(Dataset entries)
<<<<

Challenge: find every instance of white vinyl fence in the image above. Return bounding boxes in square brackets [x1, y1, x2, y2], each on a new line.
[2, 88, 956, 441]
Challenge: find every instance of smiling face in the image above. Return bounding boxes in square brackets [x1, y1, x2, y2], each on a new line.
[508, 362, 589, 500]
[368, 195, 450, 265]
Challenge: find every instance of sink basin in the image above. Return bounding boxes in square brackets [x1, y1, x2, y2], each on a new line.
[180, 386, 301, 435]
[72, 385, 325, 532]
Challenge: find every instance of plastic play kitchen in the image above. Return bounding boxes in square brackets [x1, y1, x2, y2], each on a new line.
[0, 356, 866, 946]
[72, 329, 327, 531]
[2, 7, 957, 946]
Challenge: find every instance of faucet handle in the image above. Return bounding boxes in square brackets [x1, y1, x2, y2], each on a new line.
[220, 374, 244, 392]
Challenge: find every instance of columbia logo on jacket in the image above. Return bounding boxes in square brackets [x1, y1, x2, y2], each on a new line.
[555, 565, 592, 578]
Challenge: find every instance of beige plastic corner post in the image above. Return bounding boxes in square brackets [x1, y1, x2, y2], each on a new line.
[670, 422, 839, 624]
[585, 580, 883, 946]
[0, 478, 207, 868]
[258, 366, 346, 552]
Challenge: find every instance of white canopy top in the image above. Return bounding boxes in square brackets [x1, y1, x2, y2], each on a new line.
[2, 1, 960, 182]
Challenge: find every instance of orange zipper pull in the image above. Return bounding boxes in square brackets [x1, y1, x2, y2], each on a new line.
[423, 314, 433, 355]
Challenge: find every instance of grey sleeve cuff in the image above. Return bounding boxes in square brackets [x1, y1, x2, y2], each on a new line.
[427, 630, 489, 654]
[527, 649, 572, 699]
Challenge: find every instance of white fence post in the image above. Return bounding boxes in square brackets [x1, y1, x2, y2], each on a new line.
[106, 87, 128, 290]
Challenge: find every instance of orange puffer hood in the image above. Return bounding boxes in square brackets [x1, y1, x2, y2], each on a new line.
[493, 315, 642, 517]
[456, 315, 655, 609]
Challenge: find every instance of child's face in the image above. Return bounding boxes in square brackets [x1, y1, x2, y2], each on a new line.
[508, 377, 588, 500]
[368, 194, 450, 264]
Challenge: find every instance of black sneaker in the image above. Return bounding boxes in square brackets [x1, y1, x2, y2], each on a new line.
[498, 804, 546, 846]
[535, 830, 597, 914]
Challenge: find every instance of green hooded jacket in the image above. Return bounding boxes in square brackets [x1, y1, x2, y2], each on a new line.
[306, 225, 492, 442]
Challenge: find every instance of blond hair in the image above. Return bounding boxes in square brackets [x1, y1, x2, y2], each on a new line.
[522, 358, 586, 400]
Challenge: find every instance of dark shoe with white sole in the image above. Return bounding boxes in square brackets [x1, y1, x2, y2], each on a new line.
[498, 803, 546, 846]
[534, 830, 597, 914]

>>>>

Every record is to be repeated exactly as written.

Challenge: find every instance of white vinyl fence in the image above. Return bounding boxes in square brackets [x1, y1, x2, y2], each on a new line.
[2, 88, 956, 441]
Challenge: find every instance of smiling face in the image above. Return bounding boxes in square brackets [x1, y1, x2, y2], each on a new line.
[508, 362, 589, 500]
[368, 195, 450, 265]
Challenge: find every instance of sink basin in the image above. Return bounding boxes in square brackets [x1, y1, x2, y2], each on a new line.
[180, 386, 301, 435]
[72, 385, 325, 532]
Challenge: find every instance of plastic play kitchen in the image above. Return bounding boxes in square brackets [x1, y1, x2, y2], each on a new line.
[0, 356, 866, 946]
[72, 329, 327, 531]
[2, 7, 957, 946]
Challenge: find every instance of faucet handle in the image above. Return bounding boxes in square brackets [x1, y1, x2, y2], each on a new line.
[220, 374, 244, 392]
Challenge: find every instance of columbia logo on jacket in the image above. Return bounding boxes in square brackets [x1, y1, x2, y2], each on a new line.
[555, 565, 592, 578]
Challenge: find every instance of beige plastic corner post in the image above. Return bounding boxes in square brackets [x1, y1, x2, y2], each on a new line.
[670, 422, 839, 624]
[585, 580, 883, 946]
[0, 478, 207, 868]
[258, 366, 346, 552]
Challenge: find every instance of white canopy top in the image above. Return bounding boxes in square brackets [x1, y1, x2, y2], each on a new line.
[2, 1, 960, 182]
Challenge: find every instance of orange zipper pull in the image above. Return bounding boxes in square brackets [x1, y1, x2, y2], each on a new line.
[423, 314, 433, 355]
Challenge: find every instance of grey sleeve cuff in the image above. Return bounding boxes in square brackets [x1, y1, x2, y2], each on a new line.
[427, 630, 489, 654]
[527, 649, 572, 699]
Challenge: find every instance of white fence post in the image above. Return bounding boxes in square brackets [x1, y1, x2, y2], each on a new line.
[106, 87, 128, 290]
Challenge: find every instance of orange puffer hood in the image above. Return bounding boxes in square brackets [x1, y1, x2, y2], each on a new line.
[493, 315, 642, 517]
[456, 315, 655, 609]
Challenge: find every instance of child's face in the image above. Return bounding boxes in square brackets [x1, y1, x2, y2], each on a new line.
[508, 377, 588, 500]
[368, 194, 450, 264]
Challenge: find every instance of black sneaker in the image above. Return bounding boxes in square brackets [x1, y1, x2, y2], each on a new line.
[498, 804, 546, 846]
[535, 830, 597, 914]
Challenge: find every instance of green hooded jacket in the image above. Return bounding boxes in square brackets [x1, y1, x2, y2], each on a new line.
[306, 225, 492, 442]
Challenge: find every instance of blond hair in the image above. Return bounding boxes in square brackets [x1, y1, x2, y2], each on a new line.
[522, 358, 586, 400]
Challenge: find every instance of dark shoe with white sole in the image above. Return bounding boxes in square brackets [x1, y1, x2, y2], each on a new line.
[498, 803, 546, 846]
[534, 830, 597, 914]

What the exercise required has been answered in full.